AUFGABE » Entnimm dem Lesetext über Tiktok und Empfehlungsalgorithmen wortgetreu den Abschnitt von „Der Moment, in“ bis einschließlich „schnellen Lacher gut.“.

LESETEXT »
▶
Vor einiger Zeit machte ein nettes Spiel auf Twitter die Runde. Die Nutzer sollten die Worte "Die Linke ist schuld, dass ..." schreiben und den Satz dann von den automatischen Wortvorschlägen ihres Smartphones vervollständigen lassen. Heraus kamen zum einen dadaistischer Wortmüll und zum anderen erstaunlich hellsichtige Zusammenfassungen des politischen Binnendiskurses.
Für ein paar Tage gab es deshalb großes Hallo und Gekicher, was darüber aber vergessen wurde, war, dass sich die von der Software vorgeschlagenen Wörter auch aus der eigenen Nutzungshäufigkeit speisen. Die Autokorrektur-Miniaturen sind also viel weniger ein cleverer Zeitgeistkommentar, sondern sagen im Gegenteil mehr über den User aus als über die Gesellschaft. Es geht nicht um eine objektive, wenn auch willkürliche Aussage über den Zustand der Linken oder der deutschen Politiklandschaft, sondern darum, wer wie mäandernd oder bestimmt kommuniziert.
"Tiktok kennt mich besser als die meisten meiner Freunde."
Der Moment, in dem der Mensch sich von lernfähigen Maschinen erkannt und wahrgenommen fühlt, ist längst Gegenstand von Selbsthilfe-Kolumnen, die das moderne Leben behandeln. Sie habe Angst vor der Person, von der Tiktok annimmt, die sie sei, schrieb die Journalistin Kaitlyn Tiffany vor Kurzem im Magazin The Atlantic. Denn die Inhalte, die ihr vorgeschlagen würden, seien "total abstoßend". Flach, sexistisch, fragwürdige Weltbilder transportierend, bestenfalls für einen schnellen Lacher gut.
Tiffany hat vor allem deshalb ein ungutes Gefühl, weil die Empfehlungsalgorithmen der Kurzvideo-Plattform berüchtigt dafür sind, enorm präzise zu sein und die Vorlieben der Nutzer innerhalb kürzester Zeit zu dechiffrieren. Seitdem er während der Pandemie so viel Zeit mit der App verbracht habe, schreibt der australische Autor Louis Hanson, sei er überzeugt, dass "Tiktok mich besser kennt als die meisten meiner Freunde".
Die Standardfloskel der Technologiekritik lautet, dass die Plattformen jene Zustände in ihrem Publikum verschärfen, die für sie profitabel sind. Sie geben der unausgesprochenen Unzufriedenheit, Langeweile und Einsamkeit der Menschen Form und Richtung, ohne sie tatsächlich zu lösen. Vielleicht ist diese Einschätzung aber auch viel zu deterministisch. Sobald ein algorithmischer Feed ins Spiel kommt, ist der Nutzer der einzige Grund dafür, dass die Inhalte auf diese Weise erscheinen.
Ist man wirklich so leicht zu durchschauen?
◀
BEREITGESTELLTES MATERIAL »
▶
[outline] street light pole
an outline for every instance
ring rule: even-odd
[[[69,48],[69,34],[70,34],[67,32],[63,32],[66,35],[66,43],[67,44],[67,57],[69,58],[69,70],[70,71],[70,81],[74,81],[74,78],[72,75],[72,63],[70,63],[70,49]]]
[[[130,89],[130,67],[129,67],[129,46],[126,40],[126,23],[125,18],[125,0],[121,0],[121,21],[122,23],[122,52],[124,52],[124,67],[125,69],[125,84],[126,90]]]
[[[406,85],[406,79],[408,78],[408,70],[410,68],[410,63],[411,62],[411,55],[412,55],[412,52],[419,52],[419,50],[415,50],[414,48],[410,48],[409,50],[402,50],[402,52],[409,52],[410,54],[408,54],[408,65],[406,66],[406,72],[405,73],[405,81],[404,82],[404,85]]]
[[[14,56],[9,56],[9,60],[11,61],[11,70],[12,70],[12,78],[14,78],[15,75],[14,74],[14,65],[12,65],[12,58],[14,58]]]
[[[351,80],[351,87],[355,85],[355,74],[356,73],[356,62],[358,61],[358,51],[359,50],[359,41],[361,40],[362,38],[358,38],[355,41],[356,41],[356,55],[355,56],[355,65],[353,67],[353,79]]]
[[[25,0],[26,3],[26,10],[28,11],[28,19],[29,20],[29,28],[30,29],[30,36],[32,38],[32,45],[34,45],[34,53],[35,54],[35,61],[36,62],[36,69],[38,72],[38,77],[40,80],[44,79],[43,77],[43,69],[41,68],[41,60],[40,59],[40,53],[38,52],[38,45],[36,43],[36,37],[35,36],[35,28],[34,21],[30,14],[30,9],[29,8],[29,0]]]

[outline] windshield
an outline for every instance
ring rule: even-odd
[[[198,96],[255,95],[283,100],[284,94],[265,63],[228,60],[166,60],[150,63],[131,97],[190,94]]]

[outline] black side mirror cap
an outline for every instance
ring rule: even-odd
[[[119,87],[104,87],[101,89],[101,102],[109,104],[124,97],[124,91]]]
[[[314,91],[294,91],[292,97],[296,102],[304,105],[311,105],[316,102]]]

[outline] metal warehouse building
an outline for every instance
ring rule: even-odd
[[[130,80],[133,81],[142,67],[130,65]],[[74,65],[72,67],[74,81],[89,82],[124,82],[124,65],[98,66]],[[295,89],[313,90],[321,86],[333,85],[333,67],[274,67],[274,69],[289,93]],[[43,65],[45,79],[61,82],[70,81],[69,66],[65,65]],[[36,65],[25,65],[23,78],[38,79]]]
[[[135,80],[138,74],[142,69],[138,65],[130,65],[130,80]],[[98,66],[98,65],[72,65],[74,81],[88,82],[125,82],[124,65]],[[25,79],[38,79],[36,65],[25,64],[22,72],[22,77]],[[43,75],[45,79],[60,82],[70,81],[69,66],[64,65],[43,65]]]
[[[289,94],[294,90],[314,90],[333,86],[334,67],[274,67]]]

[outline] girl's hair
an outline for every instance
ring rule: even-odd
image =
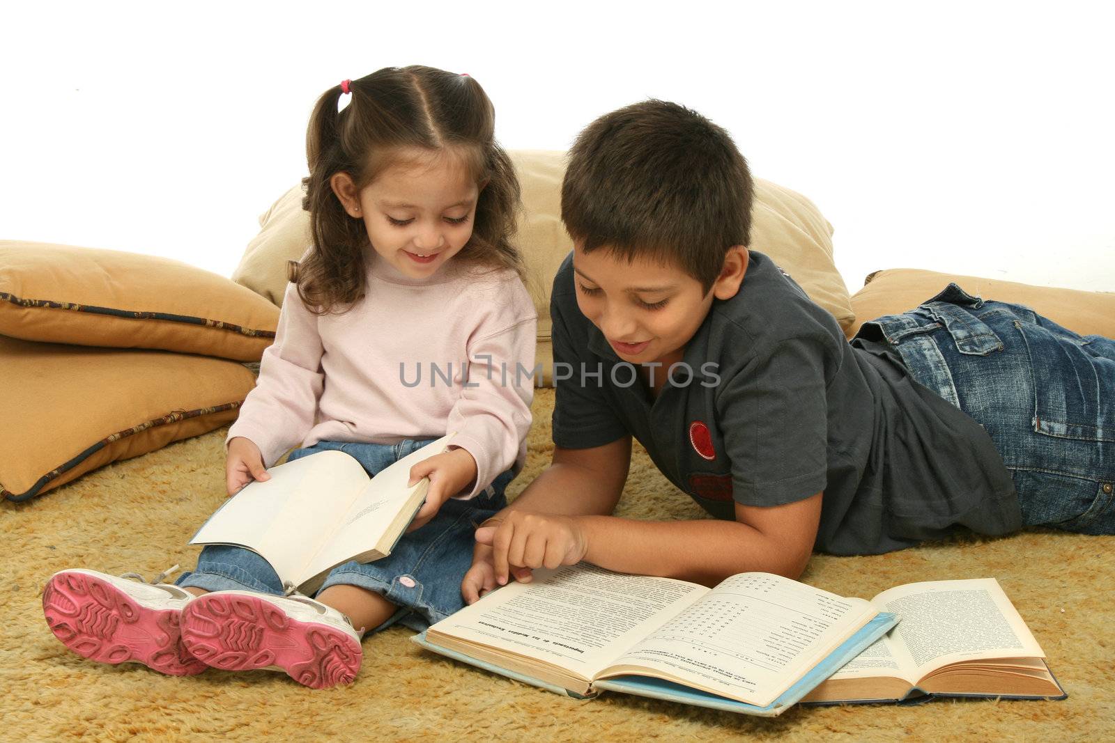
[[[318,98],[306,136],[310,175],[302,208],[310,213],[313,247],[297,271],[298,293],[312,312],[347,312],[367,291],[362,219],[348,215],[329,179],[347,173],[358,189],[392,164],[400,148],[457,150],[477,185],[473,234],[455,261],[524,275],[511,243],[520,208],[518,179],[494,137],[495,109],[467,75],[433,67],[385,67],[349,82],[352,99],[337,111],[341,86]]]

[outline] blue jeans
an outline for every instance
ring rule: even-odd
[[[319,441],[312,447],[295,449],[288,461],[336,449],[355,457],[368,475],[375,476],[432,440],[405,439],[395,444]],[[376,632],[396,622],[421,630],[459,610],[464,607],[460,581],[472,566],[476,525],[506,506],[504,489],[513,477],[511,470],[503,472],[486,490],[469,500],[450,498],[425,526],[404,534],[390,555],[374,563],[352,561],[337,566],[318,593],[329,586],[350,585],[382,595],[399,608],[375,627]],[[205,590],[283,594],[282,583],[266,560],[250,549],[226,545],[206,546],[197,558],[197,568],[176,583]]]
[[[1115,341],[957,284],[865,325],[915,380],[987,430],[1025,525],[1115,534]]]

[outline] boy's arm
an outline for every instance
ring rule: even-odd
[[[553,460],[537,478],[531,482],[518,498],[485,524],[500,525],[515,515],[527,515],[532,519],[540,515],[552,518],[566,516],[611,514],[623,492],[628,467],[631,462],[631,437],[588,449],[563,449],[554,447]],[[478,530],[481,535],[495,531],[494,526]],[[524,566],[508,566],[506,551],[500,555],[503,580],[514,575],[518,580],[530,580],[531,569]],[[460,584],[460,593],[468,604],[485,592],[496,587],[496,566],[491,539],[486,542],[477,538],[473,550],[473,565]]]
[[[588,560],[617,573],[678,578],[715,586],[737,573],[802,575],[816,539],[823,493],[782,506],[736,504],[736,520],[642,521],[614,516],[562,516],[508,509],[502,522],[478,529],[477,556],[493,550],[494,581],[523,568]],[[525,575],[524,575],[525,574]]]
[[[817,535],[822,493],[783,506],[736,504],[736,520],[637,521],[580,517],[581,559],[618,573],[715,586],[737,573],[802,575]]]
◀
ERWARTETE AUSGABE »
Der Moment, in dem der Mensch sich von lernfähigen Maschinen erkannt und wahrgenommen fühlt, ist längst Gegenstand von Selbsthilfe-Kolumnen, die das moderne Leben behandeln. Sie habe Angst vor der Person, von der Tiktok annimmt, die sie sei, schrieb die Journalistin Kaitlyn Tiffany vor Kurzem im Magazin The Atlantic. Denn die Inhalte, die ihr vorgeschlagen würden, seien "total abstoßend". Flach, sexistisch, fragwürdige Weltbilder transportierend, bestenfalls für einen schnellen Lacher gut.